- [EXERCISE DIRECTIONS] Take the line that contains "task: trace the outline of the dark" and all lines after it, up to and including the last line of the data, and write them out exactly; nothing else belongs in the answer.
begin PROVIDED RECORDS
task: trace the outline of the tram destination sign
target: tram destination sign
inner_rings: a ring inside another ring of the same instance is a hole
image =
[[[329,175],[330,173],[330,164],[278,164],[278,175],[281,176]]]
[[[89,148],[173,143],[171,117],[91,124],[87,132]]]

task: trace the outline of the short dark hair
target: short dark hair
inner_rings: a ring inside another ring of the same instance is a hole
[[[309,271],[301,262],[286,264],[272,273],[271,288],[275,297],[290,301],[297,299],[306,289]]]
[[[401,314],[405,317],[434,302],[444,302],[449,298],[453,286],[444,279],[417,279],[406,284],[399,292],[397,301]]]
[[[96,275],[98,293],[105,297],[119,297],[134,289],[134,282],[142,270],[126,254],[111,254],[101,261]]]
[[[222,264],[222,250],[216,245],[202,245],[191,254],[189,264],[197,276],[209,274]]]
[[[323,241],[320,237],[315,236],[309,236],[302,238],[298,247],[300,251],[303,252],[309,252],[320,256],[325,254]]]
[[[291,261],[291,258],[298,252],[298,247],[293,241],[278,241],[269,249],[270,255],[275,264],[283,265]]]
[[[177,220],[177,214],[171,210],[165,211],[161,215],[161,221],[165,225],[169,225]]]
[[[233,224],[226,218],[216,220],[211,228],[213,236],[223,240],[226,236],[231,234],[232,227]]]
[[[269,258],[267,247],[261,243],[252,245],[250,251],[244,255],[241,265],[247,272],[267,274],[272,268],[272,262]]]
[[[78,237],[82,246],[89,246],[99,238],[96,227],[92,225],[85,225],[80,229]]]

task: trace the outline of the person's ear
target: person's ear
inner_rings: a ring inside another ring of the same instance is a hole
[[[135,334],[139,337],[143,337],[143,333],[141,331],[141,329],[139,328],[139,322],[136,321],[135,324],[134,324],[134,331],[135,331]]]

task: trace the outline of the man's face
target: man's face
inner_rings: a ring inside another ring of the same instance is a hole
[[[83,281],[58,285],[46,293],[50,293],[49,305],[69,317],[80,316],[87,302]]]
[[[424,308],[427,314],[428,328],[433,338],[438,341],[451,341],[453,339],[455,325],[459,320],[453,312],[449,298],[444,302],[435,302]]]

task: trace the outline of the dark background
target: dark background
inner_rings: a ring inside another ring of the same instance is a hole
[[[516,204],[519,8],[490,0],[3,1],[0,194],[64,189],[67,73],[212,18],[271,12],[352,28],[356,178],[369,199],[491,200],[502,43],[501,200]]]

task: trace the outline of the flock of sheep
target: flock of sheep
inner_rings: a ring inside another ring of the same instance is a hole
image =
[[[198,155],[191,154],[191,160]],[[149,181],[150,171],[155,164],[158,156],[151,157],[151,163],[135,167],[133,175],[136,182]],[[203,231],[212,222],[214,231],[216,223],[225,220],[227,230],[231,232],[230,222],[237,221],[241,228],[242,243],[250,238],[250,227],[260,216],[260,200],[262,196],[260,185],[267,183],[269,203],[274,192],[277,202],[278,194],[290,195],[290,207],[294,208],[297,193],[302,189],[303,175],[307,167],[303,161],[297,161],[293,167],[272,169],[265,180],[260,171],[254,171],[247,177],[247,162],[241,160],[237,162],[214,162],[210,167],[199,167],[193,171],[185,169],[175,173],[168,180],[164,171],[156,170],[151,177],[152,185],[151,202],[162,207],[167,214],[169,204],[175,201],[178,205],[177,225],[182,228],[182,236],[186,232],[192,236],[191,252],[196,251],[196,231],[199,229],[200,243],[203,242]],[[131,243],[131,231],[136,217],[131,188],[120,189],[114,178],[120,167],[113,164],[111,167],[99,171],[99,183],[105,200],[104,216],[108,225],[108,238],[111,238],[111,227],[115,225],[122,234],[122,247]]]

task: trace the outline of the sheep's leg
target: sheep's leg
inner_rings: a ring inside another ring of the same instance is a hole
end PROVIDED RECORDS
- [SOLUTION TO THE PROBLEM]
task: trace the outline of the dark background
target: dark background
inner_rings: a ring inside another ring of the same instance is a hole
[[[516,204],[519,8],[490,0],[3,1],[0,194],[64,189],[67,73],[212,18],[271,12],[352,28],[356,178],[369,199],[491,200],[502,43],[501,200]]]

task: trace the outline of the flock of sheep
target: flock of sheep
inner_rings: a ring inside another ring of the same instance is a hole
image =
[[[198,155],[191,154],[191,160]],[[149,181],[150,171],[155,164],[158,156],[151,157],[151,163],[135,167],[133,175],[136,182]],[[203,231],[212,222],[214,231],[216,223],[225,220],[227,230],[231,232],[230,222],[237,221],[241,228],[242,243],[250,238],[250,227],[260,216],[260,200],[262,196],[260,185],[267,183],[269,203],[274,192],[277,202],[278,194],[290,195],[290,207],[294,208],[297,193],[302,189],[303,175],[307,167],[303,161],[297,161],[293,167],[272,169],[265,180],[260,171],[254,171],[247,177],[247,162],[241,160],[237,162],[214,162],[210,167],[199,167],[193,171],[185,169],[175,173],[168,180],[164,171],[156,170],[151,177],[152,185],[151,202],[162,207],[167,214],[169,204],[175,201],[178,205],[177,225],[182,228],[182,236],[186,232],[192,236],[191,252],[196,251],[196,231],[199,229],[200,243],[203,242]],[[131,243],[131,231],[136,217],[131,188],[120,189],[114,178],[120,167],[113,164],[111,167],[99,171],[99,183],[105,200],[104,216],[108,225],[108,238],[111,238],[111,227],[115,225],[122,234],[122,247]]]

task: trace the outline of the sheep's leg
target: sheep's leg
inner_rings: a ring inside another ring of the same instance is a hole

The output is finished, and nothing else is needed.